Directive: Copy out only the lines starting at the line that contains "For each instance of the gray hair" and ending at the last line of the material, requests included. In the answers, multiply every coordinate by 2.35 and round it to a whole number, with halves rounded up.

Listing:

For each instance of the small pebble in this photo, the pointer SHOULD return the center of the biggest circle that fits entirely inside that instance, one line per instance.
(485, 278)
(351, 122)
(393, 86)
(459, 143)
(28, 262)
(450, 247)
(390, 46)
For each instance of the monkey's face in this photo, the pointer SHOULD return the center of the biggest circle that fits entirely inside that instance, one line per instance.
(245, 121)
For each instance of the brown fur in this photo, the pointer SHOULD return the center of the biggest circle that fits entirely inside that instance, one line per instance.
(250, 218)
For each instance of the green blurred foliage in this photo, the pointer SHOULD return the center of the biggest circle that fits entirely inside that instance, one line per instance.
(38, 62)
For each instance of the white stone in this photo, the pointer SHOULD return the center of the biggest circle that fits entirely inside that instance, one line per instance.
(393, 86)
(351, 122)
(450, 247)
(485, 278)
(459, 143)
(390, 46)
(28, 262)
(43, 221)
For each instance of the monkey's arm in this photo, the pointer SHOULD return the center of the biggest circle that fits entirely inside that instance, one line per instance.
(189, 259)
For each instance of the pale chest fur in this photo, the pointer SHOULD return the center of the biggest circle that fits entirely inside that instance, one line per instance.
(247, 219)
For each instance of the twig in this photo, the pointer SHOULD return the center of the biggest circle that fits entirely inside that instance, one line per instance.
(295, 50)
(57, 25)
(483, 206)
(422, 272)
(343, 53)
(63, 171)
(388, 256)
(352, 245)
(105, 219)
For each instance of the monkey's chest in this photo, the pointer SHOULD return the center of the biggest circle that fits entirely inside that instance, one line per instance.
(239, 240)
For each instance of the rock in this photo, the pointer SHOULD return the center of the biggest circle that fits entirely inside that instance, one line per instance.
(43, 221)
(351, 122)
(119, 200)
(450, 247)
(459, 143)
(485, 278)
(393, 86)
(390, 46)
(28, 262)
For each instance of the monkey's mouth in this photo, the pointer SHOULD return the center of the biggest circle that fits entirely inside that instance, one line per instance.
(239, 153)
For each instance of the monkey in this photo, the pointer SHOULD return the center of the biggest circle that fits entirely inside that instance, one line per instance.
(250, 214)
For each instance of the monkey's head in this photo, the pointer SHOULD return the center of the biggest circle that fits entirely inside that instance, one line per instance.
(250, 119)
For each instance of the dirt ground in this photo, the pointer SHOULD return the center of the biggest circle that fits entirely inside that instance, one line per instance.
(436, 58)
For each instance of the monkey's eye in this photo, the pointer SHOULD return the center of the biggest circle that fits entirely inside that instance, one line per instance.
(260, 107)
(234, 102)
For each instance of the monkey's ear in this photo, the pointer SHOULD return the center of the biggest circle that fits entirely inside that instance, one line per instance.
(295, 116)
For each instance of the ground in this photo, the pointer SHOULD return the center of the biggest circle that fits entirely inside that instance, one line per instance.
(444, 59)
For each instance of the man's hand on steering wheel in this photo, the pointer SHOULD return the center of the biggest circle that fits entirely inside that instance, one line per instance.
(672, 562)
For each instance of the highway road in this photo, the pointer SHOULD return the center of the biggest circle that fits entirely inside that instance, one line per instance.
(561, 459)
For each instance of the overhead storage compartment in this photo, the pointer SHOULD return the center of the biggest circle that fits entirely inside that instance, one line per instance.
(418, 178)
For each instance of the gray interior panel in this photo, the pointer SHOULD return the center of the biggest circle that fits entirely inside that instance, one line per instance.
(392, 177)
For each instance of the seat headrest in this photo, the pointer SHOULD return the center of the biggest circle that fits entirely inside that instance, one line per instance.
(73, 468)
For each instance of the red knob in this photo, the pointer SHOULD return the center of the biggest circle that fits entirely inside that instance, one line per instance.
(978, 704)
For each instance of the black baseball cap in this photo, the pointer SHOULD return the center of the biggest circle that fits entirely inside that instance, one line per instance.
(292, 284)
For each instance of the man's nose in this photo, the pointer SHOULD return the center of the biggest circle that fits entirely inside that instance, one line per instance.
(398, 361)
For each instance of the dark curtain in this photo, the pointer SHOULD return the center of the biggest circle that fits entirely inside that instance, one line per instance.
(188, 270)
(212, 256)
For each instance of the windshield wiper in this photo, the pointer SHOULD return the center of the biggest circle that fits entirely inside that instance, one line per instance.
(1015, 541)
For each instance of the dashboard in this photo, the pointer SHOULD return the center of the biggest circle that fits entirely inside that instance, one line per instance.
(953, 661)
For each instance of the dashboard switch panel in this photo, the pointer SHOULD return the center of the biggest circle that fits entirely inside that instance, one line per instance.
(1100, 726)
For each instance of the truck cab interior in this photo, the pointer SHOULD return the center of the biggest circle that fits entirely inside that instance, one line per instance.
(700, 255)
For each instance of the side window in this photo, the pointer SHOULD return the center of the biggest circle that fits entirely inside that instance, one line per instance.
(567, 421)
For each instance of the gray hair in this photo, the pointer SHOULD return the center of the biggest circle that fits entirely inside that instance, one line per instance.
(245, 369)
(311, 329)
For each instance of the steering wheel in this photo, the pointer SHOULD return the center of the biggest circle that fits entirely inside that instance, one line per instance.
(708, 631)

Output:
For each instance of the gray hair in this photo, the pointer SHOULD return the center of the biggest circle that fits entirely inside that instance, one line per instance.
(576, 867)
(731, 773)
For each instance of the steering wheel in this photo, the pointer SHOULD return the center of the biggest circle that fits entirely inside that instance, one line per instance.
(1664, 1483)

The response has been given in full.